--- Start EXTRACT ---

When you mount a UFS using the
smsync2
mount
option, modified pages are not written to disk until they have been dirty
and idle for the
smoothsync_age
time period.
Note that
mmap'ed pages always use this default policy, regardless of the
smsync2
setting.
The
io_throttle_shift
attribute --
Specifies a value that limits the maximum number of concurrent delayed UFS
I/O requests on an I/O device queue.
The greater the number of requests on an I/O device queue, the longer
the amount of time is required to process those requests and to make those
pages and device available.
The number of concurrent delayed I/O requests
on an I/O device queue can be throttled (controlled) by setting the
io_throttle_shift
attribute.
The calculated throttle value is based
on the value of the
io_throttle_shift
attribute and the
device's calculated I/O completion rate.
The time required to process the
I/O device queue is proportional to the throttle value.
The correspondences
between the value of the
io_throttle_shift
attribute and
the time to process the device queue are:
Value of the io_throttle_shift attribute | Time (in seconds) to process device queue |
-4 | 0.0625 |
-3 | 0.125 |
-2 | 0.25 |
-1 | 0.5 |
0 | 1 |
1 | 2 |
2 | 4 |
3 | 8 |
4 | 16 |
Default value: 1 (2 seconds).
However, the
io_throttle_shift
attribute only applies to file system that you mount using the
throttle
mount option.
You might consider reducing the value of the
io_throttle_shift
attribute if your environment is particularly sensitive to delays
in accessing the I/O device.
The
io_maxmzthruput
attribute -- Specifies
whether or not to maximize I/O throughput or to maximize the availability
of dirty pages.
Maximizing I/O throughput works more aggressively to keep
the device busy, but within the constraints of the
io_throttle_shift
attribute.

--- End EXTRACT ---

▶ SHORT PROBLEM 1
Answer these questions from the UFS attributes excerpt:
(a) With the smsync2 mount option, how long must modified pages be dirty and idle before they are written to disk?
(b) What is the default value of the io_throttle_shift attribute?
(c) File systems mounted with which option are the only ones the io_throttle_shift attribute applies to?

--- Start ENTRIES ---

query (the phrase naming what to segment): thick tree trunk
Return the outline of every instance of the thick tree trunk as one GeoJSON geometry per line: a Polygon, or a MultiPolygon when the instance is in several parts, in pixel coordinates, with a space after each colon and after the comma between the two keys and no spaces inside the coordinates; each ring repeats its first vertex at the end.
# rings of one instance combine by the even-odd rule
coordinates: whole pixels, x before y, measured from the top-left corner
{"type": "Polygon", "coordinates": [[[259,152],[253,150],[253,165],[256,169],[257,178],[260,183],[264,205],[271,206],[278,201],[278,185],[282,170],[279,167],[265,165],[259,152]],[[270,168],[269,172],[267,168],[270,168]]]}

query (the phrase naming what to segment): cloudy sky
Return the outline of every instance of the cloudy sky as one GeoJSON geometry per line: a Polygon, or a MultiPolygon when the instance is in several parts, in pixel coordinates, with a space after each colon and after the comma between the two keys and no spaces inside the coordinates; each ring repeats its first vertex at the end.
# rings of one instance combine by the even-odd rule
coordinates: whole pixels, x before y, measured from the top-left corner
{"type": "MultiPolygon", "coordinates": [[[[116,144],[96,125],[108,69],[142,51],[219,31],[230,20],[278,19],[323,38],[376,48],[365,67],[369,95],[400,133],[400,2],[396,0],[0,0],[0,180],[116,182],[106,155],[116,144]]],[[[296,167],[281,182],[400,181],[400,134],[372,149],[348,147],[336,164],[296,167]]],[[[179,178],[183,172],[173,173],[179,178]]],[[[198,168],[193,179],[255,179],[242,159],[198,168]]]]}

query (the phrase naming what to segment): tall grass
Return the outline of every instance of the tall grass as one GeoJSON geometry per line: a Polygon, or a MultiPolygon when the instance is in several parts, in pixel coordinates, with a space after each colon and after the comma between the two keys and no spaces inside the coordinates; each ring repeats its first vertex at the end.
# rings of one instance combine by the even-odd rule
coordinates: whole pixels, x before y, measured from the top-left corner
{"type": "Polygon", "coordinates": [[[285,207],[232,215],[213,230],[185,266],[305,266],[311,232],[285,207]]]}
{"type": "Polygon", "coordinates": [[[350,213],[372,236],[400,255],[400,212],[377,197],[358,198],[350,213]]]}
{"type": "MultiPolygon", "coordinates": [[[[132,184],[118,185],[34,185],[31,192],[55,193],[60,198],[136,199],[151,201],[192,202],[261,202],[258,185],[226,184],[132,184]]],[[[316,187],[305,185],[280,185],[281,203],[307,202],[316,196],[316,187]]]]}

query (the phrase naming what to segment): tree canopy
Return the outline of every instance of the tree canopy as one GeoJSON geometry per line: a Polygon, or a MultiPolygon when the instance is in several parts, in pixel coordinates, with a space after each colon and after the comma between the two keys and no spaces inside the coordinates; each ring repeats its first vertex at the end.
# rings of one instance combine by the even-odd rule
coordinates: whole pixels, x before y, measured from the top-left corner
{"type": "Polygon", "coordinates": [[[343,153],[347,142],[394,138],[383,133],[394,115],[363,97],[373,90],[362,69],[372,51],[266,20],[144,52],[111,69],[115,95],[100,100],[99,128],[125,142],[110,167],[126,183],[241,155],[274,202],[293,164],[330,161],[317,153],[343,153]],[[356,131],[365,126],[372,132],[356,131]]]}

--- End ENTRIES ---

▶ SHORT PROBLEM 2
Copy the records without changes, from the line containing "query (the phrase naming what to segment): tree" up to and including the last line of the records.

▶ RESPONSE 1
(a) The smoothsync_age time period.
(b) 1 (2 seconds).
(c) The throttle mount option.

▶ RESPONSE 2
query (the phrase naming what to segment): tree canopy
Return the outline of every instance of the tree canopy as one GeoJSON geometry per line: a Polygon, or a MultiPolygon when the instance is in several parts, in pixel coordinates, with a space after each colon and after the comma between the two keys and no spaces inside the coordinates; each ring repeats its first vertex at the end.
# rings of one instance combine by the even-odd rule
coordinates: whole pixels, x before y, measured from the top-left corner
{"type": "Polygon", "coordinates": [[[343,153],[347,142],[394,138],[383,133],[394,115],[363,97],[373,90],[362,69],[372,51],[266,20],[144,52],[111,69],[115,95],[100,100],[99,128],[125,142],[110,167],[126,183],[241,155],[274,202],[293,164],[330,161],[317,153],[343,153]],[[356,131],[365,126],[372,132],[356,131]]]}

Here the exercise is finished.